### Problem description:
Can you format the lines of the records below as a numbered list, starting at the line with "Search the above image for: green truck" and continuing up to and including the line with "xmin=246 ymin=0 xmax=499 ymax=39", with any blank lines omitted?

-- Start of Given entries --

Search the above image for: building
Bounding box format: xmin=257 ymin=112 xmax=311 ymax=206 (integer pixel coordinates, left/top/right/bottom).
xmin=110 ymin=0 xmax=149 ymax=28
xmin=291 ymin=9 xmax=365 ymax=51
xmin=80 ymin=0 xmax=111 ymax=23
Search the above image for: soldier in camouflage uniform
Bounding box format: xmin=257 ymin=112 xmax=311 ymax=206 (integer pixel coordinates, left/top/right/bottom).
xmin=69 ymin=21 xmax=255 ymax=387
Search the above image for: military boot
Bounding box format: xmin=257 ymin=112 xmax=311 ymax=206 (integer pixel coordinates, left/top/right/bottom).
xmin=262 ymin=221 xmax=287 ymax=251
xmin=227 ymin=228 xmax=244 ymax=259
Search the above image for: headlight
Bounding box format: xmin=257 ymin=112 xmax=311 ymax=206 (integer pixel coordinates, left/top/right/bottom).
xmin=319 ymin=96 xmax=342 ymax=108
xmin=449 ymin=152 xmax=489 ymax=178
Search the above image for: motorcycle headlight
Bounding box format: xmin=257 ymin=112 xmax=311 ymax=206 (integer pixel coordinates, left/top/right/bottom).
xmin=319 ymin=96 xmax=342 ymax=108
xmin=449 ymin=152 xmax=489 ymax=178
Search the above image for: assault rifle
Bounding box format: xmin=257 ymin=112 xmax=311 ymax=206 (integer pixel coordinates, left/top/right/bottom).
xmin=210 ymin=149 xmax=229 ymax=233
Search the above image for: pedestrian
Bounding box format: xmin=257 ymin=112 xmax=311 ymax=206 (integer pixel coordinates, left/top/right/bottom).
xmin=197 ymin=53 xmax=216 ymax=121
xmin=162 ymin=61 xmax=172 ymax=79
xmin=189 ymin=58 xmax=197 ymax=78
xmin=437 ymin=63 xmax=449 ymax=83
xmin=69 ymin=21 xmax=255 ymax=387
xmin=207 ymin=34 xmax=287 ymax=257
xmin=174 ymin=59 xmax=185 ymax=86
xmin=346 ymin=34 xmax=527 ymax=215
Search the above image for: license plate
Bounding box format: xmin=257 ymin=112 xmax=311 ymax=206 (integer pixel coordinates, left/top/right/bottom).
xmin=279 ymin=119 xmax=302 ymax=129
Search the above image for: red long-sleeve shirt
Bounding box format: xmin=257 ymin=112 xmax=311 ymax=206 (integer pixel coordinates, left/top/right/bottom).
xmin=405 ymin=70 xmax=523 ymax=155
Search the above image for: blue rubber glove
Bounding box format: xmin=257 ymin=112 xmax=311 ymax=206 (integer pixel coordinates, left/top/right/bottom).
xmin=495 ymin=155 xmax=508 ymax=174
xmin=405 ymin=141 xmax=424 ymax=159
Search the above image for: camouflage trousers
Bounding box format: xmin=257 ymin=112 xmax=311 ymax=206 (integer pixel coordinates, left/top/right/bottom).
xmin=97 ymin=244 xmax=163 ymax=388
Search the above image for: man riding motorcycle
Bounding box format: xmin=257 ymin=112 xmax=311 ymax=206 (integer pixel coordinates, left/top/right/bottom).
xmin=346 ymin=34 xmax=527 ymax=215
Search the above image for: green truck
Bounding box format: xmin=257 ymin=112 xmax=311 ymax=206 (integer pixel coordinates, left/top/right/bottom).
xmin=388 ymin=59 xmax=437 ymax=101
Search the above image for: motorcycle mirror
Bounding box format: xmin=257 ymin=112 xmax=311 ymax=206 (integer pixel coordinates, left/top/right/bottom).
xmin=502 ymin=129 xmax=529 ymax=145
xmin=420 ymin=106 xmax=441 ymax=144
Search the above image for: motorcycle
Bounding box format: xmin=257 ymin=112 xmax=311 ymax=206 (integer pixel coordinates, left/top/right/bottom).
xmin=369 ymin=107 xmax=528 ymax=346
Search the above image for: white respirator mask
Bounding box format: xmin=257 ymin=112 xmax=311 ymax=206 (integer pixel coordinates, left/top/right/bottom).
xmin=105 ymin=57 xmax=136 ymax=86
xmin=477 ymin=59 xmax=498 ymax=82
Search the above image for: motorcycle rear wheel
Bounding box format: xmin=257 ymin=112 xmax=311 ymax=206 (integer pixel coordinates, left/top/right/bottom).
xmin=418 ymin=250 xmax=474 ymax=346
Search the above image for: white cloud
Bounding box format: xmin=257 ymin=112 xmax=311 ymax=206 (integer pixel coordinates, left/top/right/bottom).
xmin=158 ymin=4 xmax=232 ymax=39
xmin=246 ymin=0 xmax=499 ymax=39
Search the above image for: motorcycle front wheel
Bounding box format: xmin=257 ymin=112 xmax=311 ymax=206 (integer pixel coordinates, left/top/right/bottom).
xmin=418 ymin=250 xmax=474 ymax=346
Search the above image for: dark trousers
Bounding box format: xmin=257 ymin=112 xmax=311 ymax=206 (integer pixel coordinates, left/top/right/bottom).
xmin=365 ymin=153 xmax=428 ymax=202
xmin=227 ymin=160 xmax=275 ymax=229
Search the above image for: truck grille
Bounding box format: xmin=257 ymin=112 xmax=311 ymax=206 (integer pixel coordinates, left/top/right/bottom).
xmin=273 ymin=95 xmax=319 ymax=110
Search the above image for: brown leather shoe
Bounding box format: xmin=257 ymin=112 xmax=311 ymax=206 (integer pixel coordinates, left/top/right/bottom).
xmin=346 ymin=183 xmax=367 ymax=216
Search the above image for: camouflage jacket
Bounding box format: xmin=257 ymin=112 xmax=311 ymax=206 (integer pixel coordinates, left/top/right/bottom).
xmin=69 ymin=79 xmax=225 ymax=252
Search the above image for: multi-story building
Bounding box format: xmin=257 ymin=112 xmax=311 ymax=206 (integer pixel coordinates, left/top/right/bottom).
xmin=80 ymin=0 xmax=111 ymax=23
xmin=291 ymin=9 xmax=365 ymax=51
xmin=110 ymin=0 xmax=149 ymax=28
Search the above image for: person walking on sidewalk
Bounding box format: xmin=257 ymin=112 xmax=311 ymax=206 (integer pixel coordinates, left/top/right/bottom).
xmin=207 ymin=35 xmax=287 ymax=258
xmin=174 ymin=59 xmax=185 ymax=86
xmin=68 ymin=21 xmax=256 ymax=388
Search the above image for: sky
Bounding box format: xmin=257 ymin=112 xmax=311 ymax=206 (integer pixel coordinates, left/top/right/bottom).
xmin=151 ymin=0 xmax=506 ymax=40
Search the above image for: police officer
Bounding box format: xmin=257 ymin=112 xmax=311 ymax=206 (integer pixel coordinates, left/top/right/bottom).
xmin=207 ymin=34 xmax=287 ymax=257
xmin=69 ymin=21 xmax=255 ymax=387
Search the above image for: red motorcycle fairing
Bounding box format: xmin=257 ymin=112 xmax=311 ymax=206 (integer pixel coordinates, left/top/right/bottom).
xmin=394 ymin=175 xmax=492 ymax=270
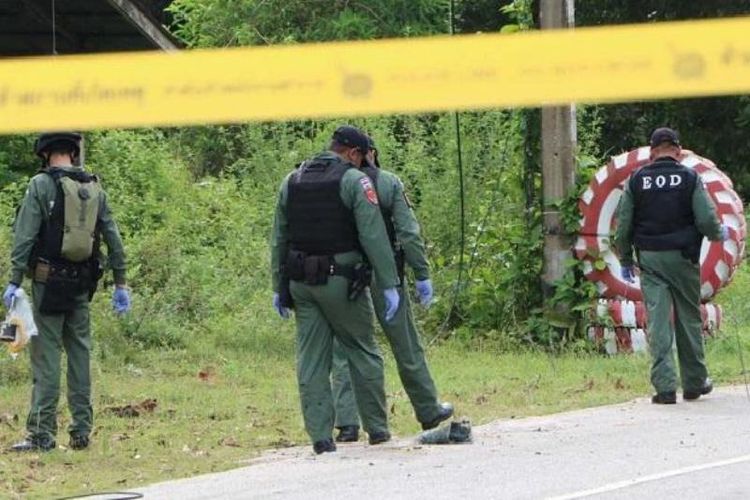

-- End of Given entries --

### Solution:
1. Search the above image for: green truck
2. Bounding box format: xmin=257 ymin=112 xmax=311 ymax=206 (integer pixel coordinates, left/top/right/bottom).
3. xmin=388 ymin=59 xmax=437 ymax=101
4. Search the above image for: motorcycle mirror
5. Bounding box format: xmin=257 ymin=112 xmax=311 ymax=206 (integer pixel coordinates, left/top/right/bottom).
6. xmin=502 ymin=129 xmax=529 ymax=145
7. xmin=420 ymin=106 xmax=441 ymax=144
8. Search the above image for: motorcycle
9. Bounding box format: xmin=257 ymin=112 xmax=311 ymax=206 (integer pixel coordinates, left/top/right/bottom).
10. xmin=369 ymin=107 xmax=528 ymax=346
11. Search the above image for: white respirator mask
12. Bounding box format: xmin=257 ymin=112 xmax=311 ymax=206 (integer pixel coordinates, left/top/right/bottom).
13. xmin=105 ymin=57 xmax=136 ymax=86
14. xmin=477 ymin=59 xmax=498 ymax=82
15. Search the above image for: motorcycle rear wheel
16. Bounding box format: xmin=257 ymin=112 xmax=311 ymax=206 (integer pixel coordinates, left/top/right/bottom).
17. xmin=418 ymin=250 xmax=474 ymax=346
18. Search the above image for: white cloud
19. Bounding box format: xmin=257 ymin=112 xmax=311 ymax=206 (integer pixel coordinates, left/top/right/bottom).
20. xmin=158 ymin=4 xmax=232 ymax=39
21. xmin=246 ymin=0 xmax=499 ymax=39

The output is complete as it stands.